Aim to get something working for your situation. From there, you can start to see what are the current gaps in the initial solution. As your knowledge of data structures deepens, you will start seeing patterns of which one is better suited for the given problem space. Try to be as pragmatic as you can while maintaining high-quality code. This implies:

  • Making sure that the name of the function/method is easy to understand.
  • Documenting the portions of the algorithm that are harder to understand.
  • Making sure you have validated your arguments against edge-cases before manipulating them.
  • Having at least one test for your function/method. The more you have, the better it will be to validate that it works as expected.
  • Avoiding magic values in your implementations. Figure out a constant name that vehicles the intent behind the value. Make sure others understand the context surrounding your code.

Although flexible, List<T> will not always be the correct collection to use

Data structures are a core component in your career that will help you to continuously improve. You will always be expected to understand how things work under the hood. You are required to understand deeply the code and the systems that you are either designing or maintaining. Focusing on that early on can make a world of difference between an algorithm that continuously runs fast or slow. As a developer, you want to avoid implementing systems that cannot seem to handle larger inputs due to poor implementations.

Problems to solve:
• A. In the passage on data structures, what should you avoid in your implementations by choosing a constant name that conveys the intent?
• B. Give the passage on data structures again, beginning at the words "Although flexible, List<T>" and stopping after "to poor implementations.", and change "developer" to "programmer".
• C. Condense the paragraph of the passage on data structures that begins "Data structures are a core component" into a shorter version that keeps its main facts.

Stored data:
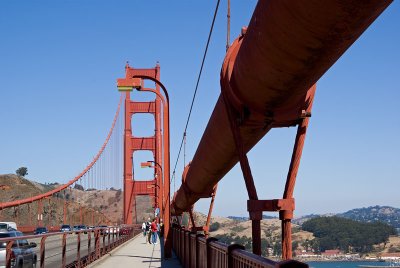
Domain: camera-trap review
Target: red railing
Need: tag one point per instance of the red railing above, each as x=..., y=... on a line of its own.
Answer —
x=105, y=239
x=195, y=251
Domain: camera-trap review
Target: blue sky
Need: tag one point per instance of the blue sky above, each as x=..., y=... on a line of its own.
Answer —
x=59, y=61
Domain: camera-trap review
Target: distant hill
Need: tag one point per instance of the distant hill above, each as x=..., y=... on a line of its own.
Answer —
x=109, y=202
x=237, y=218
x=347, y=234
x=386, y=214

---

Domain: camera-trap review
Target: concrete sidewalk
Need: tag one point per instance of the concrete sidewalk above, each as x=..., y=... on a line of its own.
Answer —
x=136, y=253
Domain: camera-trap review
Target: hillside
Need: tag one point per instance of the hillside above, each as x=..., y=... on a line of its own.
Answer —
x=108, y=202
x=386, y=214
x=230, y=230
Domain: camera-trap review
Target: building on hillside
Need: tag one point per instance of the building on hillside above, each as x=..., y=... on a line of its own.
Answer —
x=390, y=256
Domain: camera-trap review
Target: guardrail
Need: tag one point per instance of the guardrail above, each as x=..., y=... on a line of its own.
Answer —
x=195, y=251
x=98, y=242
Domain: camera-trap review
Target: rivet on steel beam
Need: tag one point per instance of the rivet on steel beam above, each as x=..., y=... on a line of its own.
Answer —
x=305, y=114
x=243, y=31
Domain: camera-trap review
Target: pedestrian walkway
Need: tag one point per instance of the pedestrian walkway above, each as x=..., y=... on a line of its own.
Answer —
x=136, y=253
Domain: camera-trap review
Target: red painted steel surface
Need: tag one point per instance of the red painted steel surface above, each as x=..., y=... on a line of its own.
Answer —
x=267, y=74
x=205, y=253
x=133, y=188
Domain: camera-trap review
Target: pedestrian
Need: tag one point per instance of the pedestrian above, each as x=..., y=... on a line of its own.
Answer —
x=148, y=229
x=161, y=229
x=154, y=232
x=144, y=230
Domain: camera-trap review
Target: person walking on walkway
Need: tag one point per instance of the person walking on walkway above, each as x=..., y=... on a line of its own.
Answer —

Full answers:
• A. Magic values.

• B.
Although flexible, List<T> will not always be the correct collection to use

Data structures are a core component in your career that will help you to continuously improve. You will always be expected to understand how things work under the hood. You are required to understand deeply the code and the systems that you are either designing or maintaining. Focusing on that early on can make a world of difference between an algorithm that continuously runs fast or slow. As a programmer, you want to avoid implementing systems that cannot seem to handle larger inputs due to poor implementations.

• C. Data structures are central to your career and to your continued improvement. You will always be expected to understand how things work under the hood, including the code and the systems you design or maintain. Focusing on this early can make the difference between an algorithm that runs fast and one that runs slow. It also helps you avoid building systems that cannot handle larger inputs because of poor implementations.